Provided data START

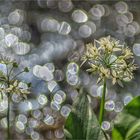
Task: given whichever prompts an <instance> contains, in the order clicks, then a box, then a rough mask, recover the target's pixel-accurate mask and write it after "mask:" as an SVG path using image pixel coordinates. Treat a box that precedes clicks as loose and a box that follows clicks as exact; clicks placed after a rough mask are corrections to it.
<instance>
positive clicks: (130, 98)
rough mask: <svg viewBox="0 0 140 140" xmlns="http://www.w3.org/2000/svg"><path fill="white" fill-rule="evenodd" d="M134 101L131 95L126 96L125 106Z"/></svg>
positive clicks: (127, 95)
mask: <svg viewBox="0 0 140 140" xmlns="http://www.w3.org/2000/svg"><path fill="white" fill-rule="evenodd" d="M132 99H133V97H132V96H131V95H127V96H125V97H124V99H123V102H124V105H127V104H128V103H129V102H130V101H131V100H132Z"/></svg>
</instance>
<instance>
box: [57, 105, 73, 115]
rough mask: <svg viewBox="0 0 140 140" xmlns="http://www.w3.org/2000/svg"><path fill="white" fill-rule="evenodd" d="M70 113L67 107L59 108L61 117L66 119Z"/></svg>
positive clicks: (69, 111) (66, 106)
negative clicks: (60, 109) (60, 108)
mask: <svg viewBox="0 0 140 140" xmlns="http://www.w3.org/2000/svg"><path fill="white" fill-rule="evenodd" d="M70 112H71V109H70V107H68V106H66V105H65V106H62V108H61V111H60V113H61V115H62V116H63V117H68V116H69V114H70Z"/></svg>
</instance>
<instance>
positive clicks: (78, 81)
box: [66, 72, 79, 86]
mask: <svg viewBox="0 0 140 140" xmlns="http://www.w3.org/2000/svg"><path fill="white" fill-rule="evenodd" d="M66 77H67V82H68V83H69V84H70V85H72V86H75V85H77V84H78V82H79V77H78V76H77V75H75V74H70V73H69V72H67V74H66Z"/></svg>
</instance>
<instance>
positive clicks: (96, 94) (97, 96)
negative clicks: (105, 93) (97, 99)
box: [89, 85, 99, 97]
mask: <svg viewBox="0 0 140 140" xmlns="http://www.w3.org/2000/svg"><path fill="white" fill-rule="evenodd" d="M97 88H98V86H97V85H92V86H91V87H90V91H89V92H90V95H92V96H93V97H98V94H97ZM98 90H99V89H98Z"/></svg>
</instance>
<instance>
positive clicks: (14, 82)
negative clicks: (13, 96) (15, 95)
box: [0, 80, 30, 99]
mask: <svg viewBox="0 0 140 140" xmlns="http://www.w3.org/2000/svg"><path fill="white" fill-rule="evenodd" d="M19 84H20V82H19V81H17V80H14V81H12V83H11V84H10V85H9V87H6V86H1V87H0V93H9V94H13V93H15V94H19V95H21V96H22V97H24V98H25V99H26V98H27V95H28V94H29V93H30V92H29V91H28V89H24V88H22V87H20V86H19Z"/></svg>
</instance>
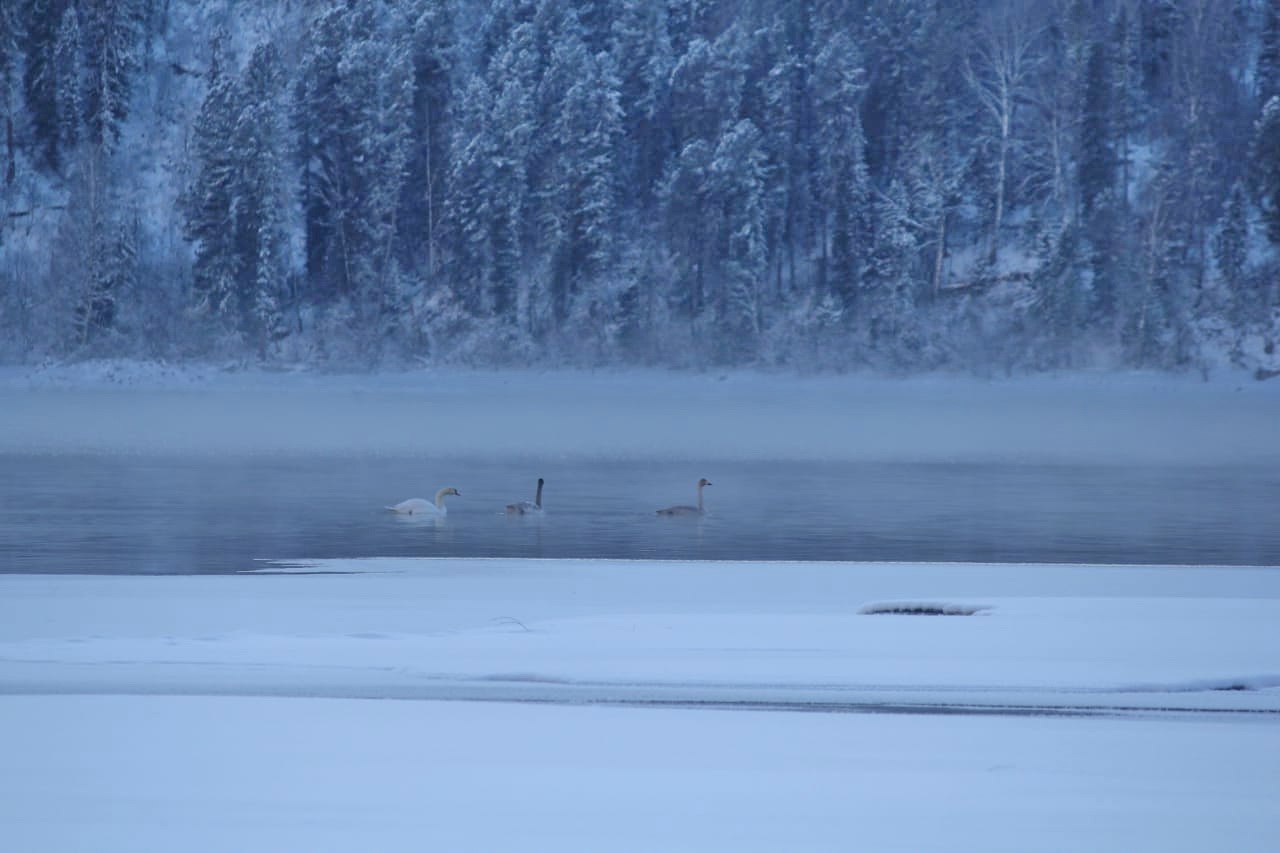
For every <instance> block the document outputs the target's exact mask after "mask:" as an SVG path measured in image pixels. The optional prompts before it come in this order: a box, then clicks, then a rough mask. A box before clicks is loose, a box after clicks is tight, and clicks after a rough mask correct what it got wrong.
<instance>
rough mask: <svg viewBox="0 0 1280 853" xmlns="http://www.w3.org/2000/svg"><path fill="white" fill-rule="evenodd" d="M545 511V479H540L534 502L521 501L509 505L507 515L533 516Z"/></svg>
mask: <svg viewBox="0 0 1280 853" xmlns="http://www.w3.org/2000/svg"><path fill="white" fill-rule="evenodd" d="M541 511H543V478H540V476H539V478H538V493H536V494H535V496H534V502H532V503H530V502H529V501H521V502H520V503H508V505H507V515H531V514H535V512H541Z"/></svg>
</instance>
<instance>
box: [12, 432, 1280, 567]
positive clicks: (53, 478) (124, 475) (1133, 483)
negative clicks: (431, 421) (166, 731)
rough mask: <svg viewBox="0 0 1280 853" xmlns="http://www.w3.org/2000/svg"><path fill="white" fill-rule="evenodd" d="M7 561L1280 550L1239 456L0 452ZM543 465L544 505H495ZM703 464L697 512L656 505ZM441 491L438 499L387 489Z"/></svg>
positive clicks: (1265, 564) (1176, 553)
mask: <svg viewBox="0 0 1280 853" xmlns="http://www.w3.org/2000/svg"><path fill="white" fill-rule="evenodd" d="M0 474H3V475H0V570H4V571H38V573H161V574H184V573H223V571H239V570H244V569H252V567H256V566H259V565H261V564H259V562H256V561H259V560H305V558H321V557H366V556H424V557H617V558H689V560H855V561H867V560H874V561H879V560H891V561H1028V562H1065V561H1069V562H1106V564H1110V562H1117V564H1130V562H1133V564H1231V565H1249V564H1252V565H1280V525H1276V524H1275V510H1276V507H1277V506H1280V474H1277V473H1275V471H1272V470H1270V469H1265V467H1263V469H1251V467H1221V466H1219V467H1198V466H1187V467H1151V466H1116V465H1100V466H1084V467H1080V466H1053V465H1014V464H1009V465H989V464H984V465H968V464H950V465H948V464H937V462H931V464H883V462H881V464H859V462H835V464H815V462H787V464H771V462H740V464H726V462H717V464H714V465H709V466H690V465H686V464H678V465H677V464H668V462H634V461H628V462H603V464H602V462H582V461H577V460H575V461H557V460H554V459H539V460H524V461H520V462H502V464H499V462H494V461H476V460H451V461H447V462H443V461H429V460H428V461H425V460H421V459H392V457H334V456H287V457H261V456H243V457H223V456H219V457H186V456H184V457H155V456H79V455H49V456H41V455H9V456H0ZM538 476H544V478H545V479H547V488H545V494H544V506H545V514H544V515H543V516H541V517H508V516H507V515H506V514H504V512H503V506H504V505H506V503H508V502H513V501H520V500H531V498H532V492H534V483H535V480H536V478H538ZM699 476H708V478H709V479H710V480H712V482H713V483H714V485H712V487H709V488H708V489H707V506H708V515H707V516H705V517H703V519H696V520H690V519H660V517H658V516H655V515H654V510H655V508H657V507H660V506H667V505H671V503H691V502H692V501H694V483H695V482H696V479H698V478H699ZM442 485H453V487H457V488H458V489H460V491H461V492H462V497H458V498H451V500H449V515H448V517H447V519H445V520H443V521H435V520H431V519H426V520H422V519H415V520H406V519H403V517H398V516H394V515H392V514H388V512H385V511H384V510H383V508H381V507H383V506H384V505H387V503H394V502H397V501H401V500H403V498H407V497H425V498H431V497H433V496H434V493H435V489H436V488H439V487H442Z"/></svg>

Provided data END

■ **Problem to work on**: Set down every line above exactly, pictures excluded.

■ **Your solution**:
Task: given whichever prompts an <instance> contains, in the order clicks, then a box, then a rough mask, recover the target's pixel-accurate mask and write it after "mask:" as an SVG path using image pixel coordinates. Treat a box that precedes clicks as loose and a box that follows clicks as exact; clicks placed after a rough mask are corrections to it.
<instance>
positive clicks: (130, 98)
rough mask: <svg viewBox="0 0 140 140" xmlns="http://www.w3.org/2000/svg"><path fill="white" fill-rule="evenodd" d="M134 101L131 95L126 96L125 106Z"/></svg>
positive clicks: (127, 95)
mask: <svg viewBox="0 0 140 140" xmlns="http://www.w3.org/2000/svg"><path fill="white" fill-rule="evenodd" d="M132 99H133V97H132V96H131V95H127V96H125V97H124V99H123V102H124V105H127V104H128V103H129V102H130V101H131V100H132Z"/></svg>
</instance>
<instance>
box: [57, 105, 73, 115]
rough mask: <svg viewBox="0 0 140 140" xmlns="http://www.w3.org/2000/svg"><path fill="white" fill-rule="evenodd" d="M70 113L67 107L59 108L61 117L66 119Z"/></svg>
positive clicks: (69, 111) (66, 106)
negative clicks: (60, 109) (60, 108)
mask: <svg viewBox="0 0 140 140" xmlns="http://www.w3.org/2000/svg"><path fill="white" fill-rule="evenodd" d="M70 112H71V109H70V107H68V106H66V105H65V106H62V108H61V111H60V113H61V115H62V116H63V117H68V116H69V114H70Z"/></svg>
</instance>
<instance>
positive clicks: (78, 81)
box: [66, 72, 79, 86]
mask: <svg viewBox="0 0 140 140" xmlns="http://www.w3.org/2000/svg"><path fill="white" fill-rule="evenodd" d="M66 77H67V82H68V83H69V84H70V85H72V86H75V85H77V84H78V82H79V77H78V76H77V75H75V74H70V73H69V72H67V74H66Z"/></svg>
</instance>
<instance>
positive clicks: (96, 94) (97, 96)
negative clicks: (105, 93) (97, 99)
box: [89, 85, 99, 97]
mask: <svg viewBox="0 0 140 140" xmlns="http://www.w3.org/2000/svg"><path fill="white" fill-rule="evenodd" d="M97 88H98V86H97V85H92V86H91V87H90V91H89V92H90V95H92V96H93V97H98V94H97ZM98 90H99V89H98Z"/></svg>
</instance>
<instance>
positive clicks: (14, 82)
negative clicks: (13, 96) (15, 95)
box: [0, 80, 30, 99]
mask: <svg viewBox="0 0 140 140" xmlns="http://www.w3.org/2000/svg"><path fill="white" fill-rule="evenodd" d="M19 84H20V82H19V81H17V80H14V81H12V83H11V84H10V85H9V87H6V86H1V87H0V93H9V94H13V93H15V94H19V95H21V96H22V97H24V98H25V99H26V98H27V95H28V94H29V93H30V92H29V91H28V89H24V88H22V87H20V86H19Z"/></svg>
</instance>
For every <instance> block the document outputs the target's exact mask after "mask:" as an SVG path measured in image pixels. The optional prompts before it come in this order: a box, then clicks, then a rough mask. A box before clicks is loose, a box after clicks is tight, and clicks after a rough mask correct what it got wrong.
<instance>
rough mask: <svg viewBox="0 0 1280 853" xmlns="http://www.w3.org/2000/svg"><path fill="white" fill-rule="evenodd" d="M545 511V479H540L534 502L521 501L509 505L507 515L533 516Z"/></svg>
mask: <svg viewBox="0 0 1280 853" xmlns="http://www.w3.org/2000/svg"><path fill="white" fill-rule="evenodd" d="M541 511H543V478H540V476H539V478H538V493H536V494H535V496H534V502H532V503H530V502H529V501H521V502H520V503H508V505H507V515H531V514H535V512H541Z"/></svg>
</instance>
<instance>
box: [12, 432, 1280, 567]
positive clicks: (53, 478) (124, 475) (1133, 483)
negative clicks: (431, 421) (166, 731)
rough mask: <svg viewBox="0 0 1280 853" xmlns="http://www.w3.org/2000/svg"><path fill="white" fill-rule="evenodd" d="M7 561L1280 550L1239 456L0 452ZM543 465L544 505H495ZM703 464L697 512L656 505ZM441 491L438 499L387 489Z"/></svg>
positive clicks: (1265, 564) (1176, 553)
mask: <svg viewBox="0 0 1280 853" xmlns="http://www.w3.org/2000/svg"><path fill="white" fill-rule="evenodd" d="M0 474H3V475H0V570H4V571H38V573H161V574H184V573H223V571H239V570H244V569H252V567H256V566H259V565H261V564H259V562H256V561H259V560H305V558H321V557H366V556H424V557H617V558H689V560H855V561H867V560H874V561H879V560H891V561H1028V562H1065V561H1069V562H1106V564H1110V562H1117V564H1130V562H1133V564H1231V565H1249V564H1252V565H1280V525H1276V524H1275V510H1276V507H1277V506H1280V474H1277V473H1275V471H1272V470H1270V469H1265V467H1263V469H1251V467H1221V466H1219V467H1198V466H1187V467H1151V466H1116V465H1100V466H1084V467H1080V466H1053V465H1014V464H1009V465H989V464H984V465H968V464H950V465H948V464H937V462H931V464H883V462H881V464H859V462H835V464H815V462H787V464H771V462H740V464H726V462H717V464H714V465H709V466H690V465H686V464H678V465H677V464H668V462H634V461H628V462H603V464H602V462H582V461H577V460H575V461H557V460H554V459H539V460H524V461H520V462H502V464H499V462H494V461H476V460H451V461H447V462H443V461H429V460H428V461H425V460H421V459H392V457H334V456H287V457H261V456H243V457H223V456H219V457H186V456H184V457H155V456H79V455H49V456H41V455H9V456H0ZM538 476H544V478H545V479H547V488H545V494H544V506H545V514H544V515H543V516H541V517H508V516H507V515H506V514H504V512H503V506H504V505H506V503H508V502H513V501H520V500H531V498H532V492H534V483H535V480H536V478H538ZM699 476H708V478H709V479H710V480H712V482H713V483H714V485H712V487H709V488H708V489H707V506H708V515H707V516H705V517H703V519H696V520H690V519H660V517H658V516H655V515H654V510H655V508H657V507H660V506H667V505H671V503H691V502H692V501H694V483H695V482H696V479H698V478H699ZM442 485H453V487H457V488H458V489H460V491H461V492H462V497H458V498H451V500H449V515H448V517H447V519H445V520H443V521H435V520H431V519H426V520H422V519H415V520H406V519H403V517H398V516H394V515H392V514H388V512H385V511H384V510H383V508H381V507H383V506H384V505H387V503H394V502H397V501H401V500H403V498H407V497H425V498H431V497H433V496H434V493H435V489H436V488H439V487H442Z"/></svg>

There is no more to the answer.